* Pointing dataset data:

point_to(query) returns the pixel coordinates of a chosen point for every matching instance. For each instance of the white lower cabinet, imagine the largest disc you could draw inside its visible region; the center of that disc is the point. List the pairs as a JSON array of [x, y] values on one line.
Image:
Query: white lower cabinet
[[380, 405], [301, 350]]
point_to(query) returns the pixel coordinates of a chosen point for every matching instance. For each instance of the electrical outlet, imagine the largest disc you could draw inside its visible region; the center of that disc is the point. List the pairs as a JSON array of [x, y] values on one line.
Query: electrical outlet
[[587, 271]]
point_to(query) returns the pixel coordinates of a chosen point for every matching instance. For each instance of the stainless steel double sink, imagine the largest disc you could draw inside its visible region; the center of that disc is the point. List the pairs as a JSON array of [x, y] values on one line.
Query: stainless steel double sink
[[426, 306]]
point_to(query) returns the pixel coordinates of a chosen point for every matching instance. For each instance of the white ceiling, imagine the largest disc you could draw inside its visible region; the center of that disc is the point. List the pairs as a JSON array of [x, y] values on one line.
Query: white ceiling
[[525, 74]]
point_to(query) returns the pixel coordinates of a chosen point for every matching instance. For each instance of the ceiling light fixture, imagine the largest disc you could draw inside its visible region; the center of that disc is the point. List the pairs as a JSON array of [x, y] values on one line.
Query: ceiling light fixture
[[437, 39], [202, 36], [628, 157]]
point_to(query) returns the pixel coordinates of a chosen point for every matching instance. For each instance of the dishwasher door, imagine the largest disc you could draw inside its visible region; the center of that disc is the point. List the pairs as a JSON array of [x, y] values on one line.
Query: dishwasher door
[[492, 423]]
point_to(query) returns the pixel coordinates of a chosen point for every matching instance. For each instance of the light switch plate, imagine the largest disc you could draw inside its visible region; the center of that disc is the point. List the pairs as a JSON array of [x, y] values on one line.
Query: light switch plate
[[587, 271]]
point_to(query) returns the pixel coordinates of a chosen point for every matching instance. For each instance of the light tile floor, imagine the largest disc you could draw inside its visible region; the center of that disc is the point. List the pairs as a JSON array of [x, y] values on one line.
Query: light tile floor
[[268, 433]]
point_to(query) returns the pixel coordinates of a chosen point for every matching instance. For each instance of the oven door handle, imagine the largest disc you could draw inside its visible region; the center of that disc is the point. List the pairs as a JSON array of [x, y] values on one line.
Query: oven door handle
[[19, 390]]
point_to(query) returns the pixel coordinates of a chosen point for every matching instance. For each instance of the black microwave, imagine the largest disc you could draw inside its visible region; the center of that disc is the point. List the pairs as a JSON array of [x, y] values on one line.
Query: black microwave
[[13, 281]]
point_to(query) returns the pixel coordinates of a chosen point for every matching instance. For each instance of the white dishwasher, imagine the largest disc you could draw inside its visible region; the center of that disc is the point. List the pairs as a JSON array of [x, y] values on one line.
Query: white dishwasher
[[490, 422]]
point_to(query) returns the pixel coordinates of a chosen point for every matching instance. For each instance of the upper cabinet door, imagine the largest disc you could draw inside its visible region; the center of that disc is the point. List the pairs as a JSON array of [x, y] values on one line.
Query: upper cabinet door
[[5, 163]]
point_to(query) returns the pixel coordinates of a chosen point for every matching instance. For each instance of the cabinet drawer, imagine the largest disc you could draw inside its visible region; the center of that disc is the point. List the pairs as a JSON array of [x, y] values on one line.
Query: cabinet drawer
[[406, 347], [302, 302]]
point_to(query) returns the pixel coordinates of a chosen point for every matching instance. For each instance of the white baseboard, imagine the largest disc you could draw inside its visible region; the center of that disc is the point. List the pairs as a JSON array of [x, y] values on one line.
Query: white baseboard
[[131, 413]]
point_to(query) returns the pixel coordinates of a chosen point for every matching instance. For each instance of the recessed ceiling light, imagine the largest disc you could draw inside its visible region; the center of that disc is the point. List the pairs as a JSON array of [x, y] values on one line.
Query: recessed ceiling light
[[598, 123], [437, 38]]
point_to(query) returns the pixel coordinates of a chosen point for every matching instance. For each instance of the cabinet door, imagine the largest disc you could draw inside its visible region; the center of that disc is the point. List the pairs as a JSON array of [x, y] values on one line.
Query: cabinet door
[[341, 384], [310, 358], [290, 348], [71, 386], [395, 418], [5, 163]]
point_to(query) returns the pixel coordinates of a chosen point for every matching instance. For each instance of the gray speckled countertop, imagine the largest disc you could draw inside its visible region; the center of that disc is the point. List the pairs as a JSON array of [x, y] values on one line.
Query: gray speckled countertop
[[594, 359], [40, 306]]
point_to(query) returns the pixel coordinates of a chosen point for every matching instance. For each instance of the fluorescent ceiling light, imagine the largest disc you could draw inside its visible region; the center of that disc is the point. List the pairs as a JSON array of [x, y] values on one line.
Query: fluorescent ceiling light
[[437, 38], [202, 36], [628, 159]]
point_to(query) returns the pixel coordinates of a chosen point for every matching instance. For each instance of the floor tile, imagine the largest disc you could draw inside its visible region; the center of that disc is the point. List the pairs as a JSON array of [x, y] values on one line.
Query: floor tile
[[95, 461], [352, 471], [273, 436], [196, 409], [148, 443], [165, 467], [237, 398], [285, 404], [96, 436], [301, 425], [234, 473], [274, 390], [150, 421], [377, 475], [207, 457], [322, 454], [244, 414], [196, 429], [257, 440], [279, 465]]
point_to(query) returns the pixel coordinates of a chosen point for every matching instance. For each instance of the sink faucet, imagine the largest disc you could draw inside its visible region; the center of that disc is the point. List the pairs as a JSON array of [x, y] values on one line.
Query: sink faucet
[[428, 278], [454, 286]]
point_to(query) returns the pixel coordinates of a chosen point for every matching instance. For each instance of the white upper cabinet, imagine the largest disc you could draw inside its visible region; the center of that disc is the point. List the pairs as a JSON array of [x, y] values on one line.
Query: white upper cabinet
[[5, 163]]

* Task: Put the lines running from the start of the data through the line containing "Query: white lower cabinet" into a JSON list of strings, with one string per line and blank lines omitted.

* Response to the task:
[
  "point_to(query) returns the pixel coordinates of a chosen point for every matching instance. For each instance of the white lower cabinet, imagine the largest disc you could draw inside its visible region; the center of that disc is the point. List the pairs as a JSON array of [x, y] values on one line.",
  "Image:",
  "Query: white lower cabinet"
]